• [TASK INSTRUCTIONS] Format all of the records below as a two-column CSV with the header input,expected_output. Give one row per record, with the record's text under input and its answer under expected_output, each value in a single quoted field with line breaks replaced by spaces.

• [THE RECORDS]

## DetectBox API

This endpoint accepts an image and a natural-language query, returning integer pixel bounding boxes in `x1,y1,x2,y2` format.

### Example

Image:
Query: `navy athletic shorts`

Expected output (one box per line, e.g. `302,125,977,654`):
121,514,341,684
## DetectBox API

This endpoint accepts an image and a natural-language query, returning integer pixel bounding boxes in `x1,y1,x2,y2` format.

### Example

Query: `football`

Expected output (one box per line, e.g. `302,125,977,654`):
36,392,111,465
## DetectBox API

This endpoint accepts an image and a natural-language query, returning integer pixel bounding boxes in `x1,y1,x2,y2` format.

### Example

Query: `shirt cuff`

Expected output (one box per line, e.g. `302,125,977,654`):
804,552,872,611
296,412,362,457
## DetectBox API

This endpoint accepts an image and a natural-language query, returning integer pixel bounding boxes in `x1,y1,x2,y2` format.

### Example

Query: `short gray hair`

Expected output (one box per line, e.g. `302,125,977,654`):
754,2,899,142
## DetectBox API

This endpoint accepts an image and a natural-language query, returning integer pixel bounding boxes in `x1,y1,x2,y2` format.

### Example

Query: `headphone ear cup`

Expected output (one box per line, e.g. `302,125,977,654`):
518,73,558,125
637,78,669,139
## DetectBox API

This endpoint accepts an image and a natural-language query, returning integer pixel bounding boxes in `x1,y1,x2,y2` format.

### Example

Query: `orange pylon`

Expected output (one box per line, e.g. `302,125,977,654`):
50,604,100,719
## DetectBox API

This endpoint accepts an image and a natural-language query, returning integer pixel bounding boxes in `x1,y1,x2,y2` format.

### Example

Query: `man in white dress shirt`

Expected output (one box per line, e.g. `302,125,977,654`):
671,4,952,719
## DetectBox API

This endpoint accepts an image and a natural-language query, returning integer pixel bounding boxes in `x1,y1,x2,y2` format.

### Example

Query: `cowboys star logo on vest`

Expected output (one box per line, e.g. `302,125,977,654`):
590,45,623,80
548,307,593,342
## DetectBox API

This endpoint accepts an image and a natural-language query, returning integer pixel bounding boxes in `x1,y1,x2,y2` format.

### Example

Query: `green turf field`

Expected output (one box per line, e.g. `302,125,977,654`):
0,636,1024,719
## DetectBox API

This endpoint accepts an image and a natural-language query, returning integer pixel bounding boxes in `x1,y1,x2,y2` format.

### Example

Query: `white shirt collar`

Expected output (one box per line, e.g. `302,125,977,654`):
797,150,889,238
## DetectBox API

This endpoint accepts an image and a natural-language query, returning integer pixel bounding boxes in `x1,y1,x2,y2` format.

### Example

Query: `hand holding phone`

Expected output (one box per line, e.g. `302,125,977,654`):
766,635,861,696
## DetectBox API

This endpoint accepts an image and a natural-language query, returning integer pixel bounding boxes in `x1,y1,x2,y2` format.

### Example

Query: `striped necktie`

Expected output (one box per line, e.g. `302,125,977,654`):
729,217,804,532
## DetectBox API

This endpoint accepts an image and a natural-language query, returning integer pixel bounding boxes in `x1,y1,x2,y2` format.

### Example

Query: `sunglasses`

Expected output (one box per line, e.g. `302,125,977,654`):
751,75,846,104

• [RESPONSE]
input,expected_output
"## DetectBox API This endpoint accepts an image and a natural-language query, returning integer pixel bounding boxes in `x1,y1,x2,y2` format. ### Example Image: Query: `navy athletic shorts` Expected output (one box per line, e.g. `302,125,977,654`):","121,514,341,684"
"## DetectBox API This endpoint accepts an image and a natural-language query, returning integer pixel bounding boxes in `x1,y1,x2,y2` format. ### Example Query: `football` Expected output (one box per line, e.g. `302,125,977,654`):","36,392,111,465"
"## DetectBox API This endpoint accepts an image and a natural-language query, returning integer pixel bounding boxes in `x1,y1,x2,y2` format. ### Example Query: `shirt cuff` Expected output (one box per line, e.g. `302,125,977,654`):","804,552,872,611 296,412,362,457"
"## DetectBox API This endpoint accepts an image and a natural-language query, returning integer pixel bounding boxes in `x1,y1,x2,y2` format. ### Example Query: `short gray hair` Expected output (one box per line, e.g. `302,125,977,654`):","754,2,899,142"
"## DetectBox API This endpoint accepts an image and a natural-language query, returning integer pixel bounding boxes in `x1,y1,x2,y2` format. ### Example Query: `headphone ear cup` Expected output (one box per line, e.g. `302,125,977,654`):","518,73,558,125 637,78,669,139"
"## DetectBox API This endpoint accepts an image and a natural-language query, returning integer pixel bounding boxes in `x1,y1,x2,y2` format. ### Example Query: `orange pylon` Expected output (one box per line, e.g. `302,125,977,654`):","50,604,100,719"
"## DetectBox API This endpoint accepts an image and a natural-language query, returning integer pixel bounding boxes in `x1,y1,x2,y2` format. ### Example Query: `man in white dress shirt` Expected output (one box per line, e.g. `302,125,977,654`):","671,4,952,719"
"## DetectBox API This endpoint accepts an image and a natural-language query, returning integer pixel bounding boxes in `x1,y1,x2,y2` format. ### Example Query: `cowboys star logo on vest` Expected output (one box per line, e.g. `302,125,977,654`):","590,45,623,80 548,307,593,342"
"## DetectBox API This endpoint accepts an image and a natural-language query, returning integer pixel bounding boxes in `x1,y1,x2,y2` format. ### Example Query: `green turf field` Expected output (one box per line, e.g. `302,125,977,654`):","0,636,1024,719"
"## DetectBox API This endpoint accepts an image and a natural-language query, returning integer pixel bounding boxes in `x1,y1,x2,y2` format. ### Example Query: `white shirt collar` Expected output (one box per line, e.g. `302,125,977,654`):","797,150,889,238"
"## DetectBox API This endpoint accepts an image and a natural-language query, returning integer pixel bounding boxes in `x1,y1,x2,y2` format. ### Example Query: `hand holding phone` Expected output (one box per line, e.g. `302,125,977,654`):","766,635,861,696"
"## DetectBox API This endpoint accepts an image and a natural-language query, returning integer pixel bounding boxes in `x1,y1,x2,y2` format. ### Example Query: `striped necktie` Expected output (one box per line, e.g. `302,125,977,654`):","729,217,804,532"
"## DetectBox API This endpoint accepts an image and a natural-language query, returning integer pixel bounding boxes in `x1,y1,x2,y2` format. ### Example Query: `sunglasses` Expected output (one box per line, e.g. `302,125,977,654`):","751,75,846,104"